--- Begin Document excerpt ---
Sunday, June 7, 2020

ARGENTINA | 20-04-2019 10:15

Apr. 15th-21st: What We Learned This Week

What has happened the last seven days?


Buenos Aires Province Governor María Eugenia Vidal on Tuesday announced the successful conclusion of a collective bargaining agreement with teacher unions, thus winding up a 14-month saga of tense negotiations interrupted by no less than 27 strikes. “Teachers will not lose against inflation,” assured Vidal. The agreement pledges to update teacher pay on a quarterly basis to whatever level inflation reaches this year while also awarding a retroactive 15.6 percent increase to cover last year’s loss of purchasingpower. Starting pay for a teacher now moves up from 16,710 to 18,743 pesos. Agreement on those terms had actually been reached three weeks previously but was stalled by the unions insisting on the return of the pay docked for three strike days in March. The provincial government finally agreed on condition of recovering the lost classes for the province’s 4.5 million schoolchildren. Meanwhile Santa Fe province teachers agreed to a 15 percent pay increase with the option of a new round of collective bargaining if inflation overtakes that percentage. But deadlock persists with university lecturers, who have called a two-day strike while the national government has postponed collective bargaining in reaction.


Entre Ríos Peronist Governor Gustavo Bordet was the clear winner of last Sunday’s PASO primary in that province, netting 58.15 percent of the vote as against 33.65 percent for Radical Atilio Benedetti representing the national government (See Page 6 for more).


Last month’s inflation was 4.7 percent, INDEC statistics bureau announced on Tuesday, totalling 11.8 percent for the first quarter of this year (exactly the same percentage as awarded to pensions and family benefits). (More on Page 5)
--- End Document excerpt ---
--- Begin Data records ---
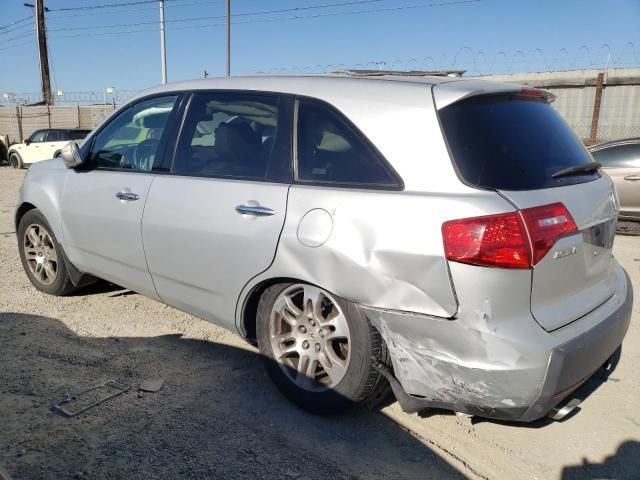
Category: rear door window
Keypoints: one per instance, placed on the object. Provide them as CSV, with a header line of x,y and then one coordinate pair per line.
x,y
38,136
53,136
331,151
507,142
619,156
236,135
76,134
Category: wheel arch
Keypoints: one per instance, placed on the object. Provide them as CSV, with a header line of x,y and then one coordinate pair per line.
x,y
249,307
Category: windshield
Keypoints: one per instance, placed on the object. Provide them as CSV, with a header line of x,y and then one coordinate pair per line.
x,y
508,142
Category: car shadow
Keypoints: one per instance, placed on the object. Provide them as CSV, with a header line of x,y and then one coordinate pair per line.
x,y
585,390
624,464
216,416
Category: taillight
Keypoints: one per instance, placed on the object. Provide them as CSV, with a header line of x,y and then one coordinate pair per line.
x,y
509,240
546,224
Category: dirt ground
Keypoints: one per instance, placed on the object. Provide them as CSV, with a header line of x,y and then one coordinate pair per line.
x,y
219,416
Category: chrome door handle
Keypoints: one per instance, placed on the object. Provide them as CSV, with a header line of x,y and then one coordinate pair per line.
x,y
128,196
254,210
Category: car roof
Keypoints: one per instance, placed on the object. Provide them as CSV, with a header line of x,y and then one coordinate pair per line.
x,y
329,86
615,143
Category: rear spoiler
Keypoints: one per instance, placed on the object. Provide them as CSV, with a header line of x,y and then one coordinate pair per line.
x,y
444,94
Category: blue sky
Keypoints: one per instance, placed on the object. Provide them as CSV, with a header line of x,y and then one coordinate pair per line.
x,y
481,36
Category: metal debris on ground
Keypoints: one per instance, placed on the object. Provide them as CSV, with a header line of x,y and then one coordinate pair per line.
x,y
90,397
151,385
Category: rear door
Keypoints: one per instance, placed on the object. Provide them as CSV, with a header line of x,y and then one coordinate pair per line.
x,y
516,144
212,222
34,151
622,164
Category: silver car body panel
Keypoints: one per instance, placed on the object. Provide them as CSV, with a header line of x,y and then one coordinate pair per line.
x,y
577,274
101,233
369,253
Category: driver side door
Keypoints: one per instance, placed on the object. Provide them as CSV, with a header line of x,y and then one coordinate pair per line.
x,y
103,202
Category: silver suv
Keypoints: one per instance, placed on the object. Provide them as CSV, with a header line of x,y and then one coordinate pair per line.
x,y
450,238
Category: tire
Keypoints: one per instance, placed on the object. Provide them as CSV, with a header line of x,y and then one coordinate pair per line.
x,y
42,256
281,337
15,160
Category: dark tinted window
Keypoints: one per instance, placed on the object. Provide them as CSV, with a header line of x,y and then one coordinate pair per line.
x,y
619,156
509,143
76,134
131,140
331,151
237,136
54,136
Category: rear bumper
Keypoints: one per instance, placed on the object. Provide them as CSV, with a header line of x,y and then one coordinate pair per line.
x,y
517,373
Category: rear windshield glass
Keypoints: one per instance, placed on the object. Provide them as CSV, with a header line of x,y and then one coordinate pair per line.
x,y
508,142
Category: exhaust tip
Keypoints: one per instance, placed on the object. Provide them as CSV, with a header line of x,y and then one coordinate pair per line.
x,y
560,412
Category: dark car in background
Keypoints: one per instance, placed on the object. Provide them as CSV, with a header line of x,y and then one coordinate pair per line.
x,y
621,160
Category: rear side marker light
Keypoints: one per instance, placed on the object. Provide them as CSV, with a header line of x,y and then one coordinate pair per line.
x,y
517,239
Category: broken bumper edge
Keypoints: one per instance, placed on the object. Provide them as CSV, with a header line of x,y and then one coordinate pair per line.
x,y
524,393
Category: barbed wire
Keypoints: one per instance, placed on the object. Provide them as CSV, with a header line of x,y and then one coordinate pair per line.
x,y
477,62
92,97
474,62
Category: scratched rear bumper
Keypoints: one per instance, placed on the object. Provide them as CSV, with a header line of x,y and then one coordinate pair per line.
x,y
510,374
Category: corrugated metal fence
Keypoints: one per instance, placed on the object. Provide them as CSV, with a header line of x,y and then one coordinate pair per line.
x,y
597,110
20,122
616,115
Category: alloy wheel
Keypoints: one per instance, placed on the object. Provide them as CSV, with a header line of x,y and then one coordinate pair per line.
x,y
310,337
40,253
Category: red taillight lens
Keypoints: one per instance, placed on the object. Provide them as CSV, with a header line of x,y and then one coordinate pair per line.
x,y
546,224
492,240
509,240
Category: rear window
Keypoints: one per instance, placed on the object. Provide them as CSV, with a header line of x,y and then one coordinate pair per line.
x,y
508,142
77,134
619,156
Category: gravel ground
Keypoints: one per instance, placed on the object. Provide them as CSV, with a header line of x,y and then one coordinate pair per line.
x,y
218,415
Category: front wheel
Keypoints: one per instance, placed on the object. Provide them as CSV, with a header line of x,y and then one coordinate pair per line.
x,y
319,349
41,255
15,160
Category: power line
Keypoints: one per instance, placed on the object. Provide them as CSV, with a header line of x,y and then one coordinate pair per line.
x,y
267,20
218,17
152,8
16,22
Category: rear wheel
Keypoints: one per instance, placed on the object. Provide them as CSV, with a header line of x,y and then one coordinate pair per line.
x,y
319,349
41,255
15,160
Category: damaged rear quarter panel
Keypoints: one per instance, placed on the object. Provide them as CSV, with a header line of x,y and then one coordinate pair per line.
x,y
493,355
384,249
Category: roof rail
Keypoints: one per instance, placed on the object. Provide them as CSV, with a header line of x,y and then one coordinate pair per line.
x,y
401,73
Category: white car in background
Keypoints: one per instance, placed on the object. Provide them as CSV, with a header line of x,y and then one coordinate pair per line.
x,y
42,145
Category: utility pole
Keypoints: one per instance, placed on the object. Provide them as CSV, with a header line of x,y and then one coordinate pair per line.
x,y
163,51
41,36
228,38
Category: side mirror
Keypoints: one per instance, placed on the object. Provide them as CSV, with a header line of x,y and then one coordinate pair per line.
x,y
71,155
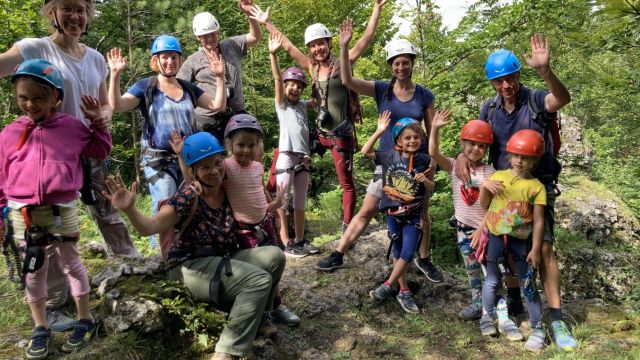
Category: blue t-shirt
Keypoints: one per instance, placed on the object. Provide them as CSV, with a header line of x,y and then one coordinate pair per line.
x,y
505,125
414,108
400,188
164,115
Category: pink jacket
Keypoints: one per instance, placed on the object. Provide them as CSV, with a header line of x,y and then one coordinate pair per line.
x,y
46,170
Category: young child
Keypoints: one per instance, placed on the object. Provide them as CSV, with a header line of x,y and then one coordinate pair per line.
x,y
244,187
475,138
515,219
292,166
40,178
405,190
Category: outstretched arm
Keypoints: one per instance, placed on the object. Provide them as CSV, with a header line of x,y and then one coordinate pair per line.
x,y
362,87
540,60
358,49
383,122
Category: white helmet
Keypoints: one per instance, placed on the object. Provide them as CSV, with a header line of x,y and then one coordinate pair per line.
x,y
204,23
400,47
316,31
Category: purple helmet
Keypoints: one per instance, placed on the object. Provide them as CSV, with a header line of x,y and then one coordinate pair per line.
x,y
242,121
293,73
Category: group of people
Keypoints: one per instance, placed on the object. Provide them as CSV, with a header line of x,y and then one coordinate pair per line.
x,y
222,232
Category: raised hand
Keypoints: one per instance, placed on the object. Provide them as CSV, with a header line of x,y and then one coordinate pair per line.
x,y
117,62
177,141
258,15
346,32
540,54
216,64
441,119
118,194
383,120
275,42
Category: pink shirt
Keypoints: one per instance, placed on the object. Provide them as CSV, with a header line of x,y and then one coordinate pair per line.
x,y
245,190
466,197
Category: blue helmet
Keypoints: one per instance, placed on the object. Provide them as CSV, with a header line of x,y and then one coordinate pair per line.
x,y
400,125
43,70
199,146
500,63
165,43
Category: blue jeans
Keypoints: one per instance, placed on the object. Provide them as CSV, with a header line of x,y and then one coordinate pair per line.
x,y
405,234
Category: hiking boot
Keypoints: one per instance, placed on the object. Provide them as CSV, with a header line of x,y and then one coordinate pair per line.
x,y
83,332
562,336
535,342
39,345
407,302
58,322
382,293
510,329
284,315
296,250
428,269
333,261
487,326
473,311
267,329
306,244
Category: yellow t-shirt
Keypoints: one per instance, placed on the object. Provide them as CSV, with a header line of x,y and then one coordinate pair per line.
x,y
511,212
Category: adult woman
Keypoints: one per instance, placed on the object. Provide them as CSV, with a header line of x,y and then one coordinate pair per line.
x,y
337,108
403,98
167,104
85,72
196,68
206,240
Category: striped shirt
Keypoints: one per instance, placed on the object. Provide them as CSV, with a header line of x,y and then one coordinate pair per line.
x,y
245,190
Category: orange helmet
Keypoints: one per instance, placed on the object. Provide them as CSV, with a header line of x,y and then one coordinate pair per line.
x,y
478,131
526,142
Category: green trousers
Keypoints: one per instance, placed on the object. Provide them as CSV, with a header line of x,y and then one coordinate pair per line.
x,y
250,289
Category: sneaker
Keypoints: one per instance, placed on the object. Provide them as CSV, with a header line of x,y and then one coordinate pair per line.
x,y
83,332
267,329
333,261
58,322
510,329
284,315
39,345
428,269
405,298
296,250
487,326
306,244
382,293
473,311
535,342
562,336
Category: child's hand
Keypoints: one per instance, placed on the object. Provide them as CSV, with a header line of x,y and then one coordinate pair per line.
x,y
493,186
118,194
275,42
533,258
216,64
177,141
346,32
440,119
383,120
91,109
117,62
260,16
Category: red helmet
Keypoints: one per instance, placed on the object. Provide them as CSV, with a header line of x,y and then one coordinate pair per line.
x,y
526,142
478,131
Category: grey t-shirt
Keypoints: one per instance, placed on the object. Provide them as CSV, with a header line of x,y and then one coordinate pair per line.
x,y
196,70
294,127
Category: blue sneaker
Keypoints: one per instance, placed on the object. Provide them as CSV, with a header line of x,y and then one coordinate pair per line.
x,y
562,336
39,345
--- End Data records ---
◆ **Request 1**
List every person named in the Argentina news roundup.
◆ **Request 2**
Write the next item of the Argentina news roundup, following its last paragraph.

◆ **Answer 1**
María Eugenia Vidal, Gustavo Bordet, Atilio Benedetti

◆ **Answer 2**
The government on Wednesday morning announced a six-month price freeze on some 60 basic products with transport fares, highway tolls and utility bills frozen for the rest of the year (apart from second-quarter gas hikes of almost 30 percent with staggered billing), as well as consumer and small business credits. The announcement stressed that the price controls came following consultation with governors and the political leaders of the Cambiemos (Let’s Change) coalition, thus implying that the initiative for this departure from market orthodoxy had come from them. These measures aimed at taming inflation and reviving the economy were short-term protective “relief,” the government said.(More on Page 4)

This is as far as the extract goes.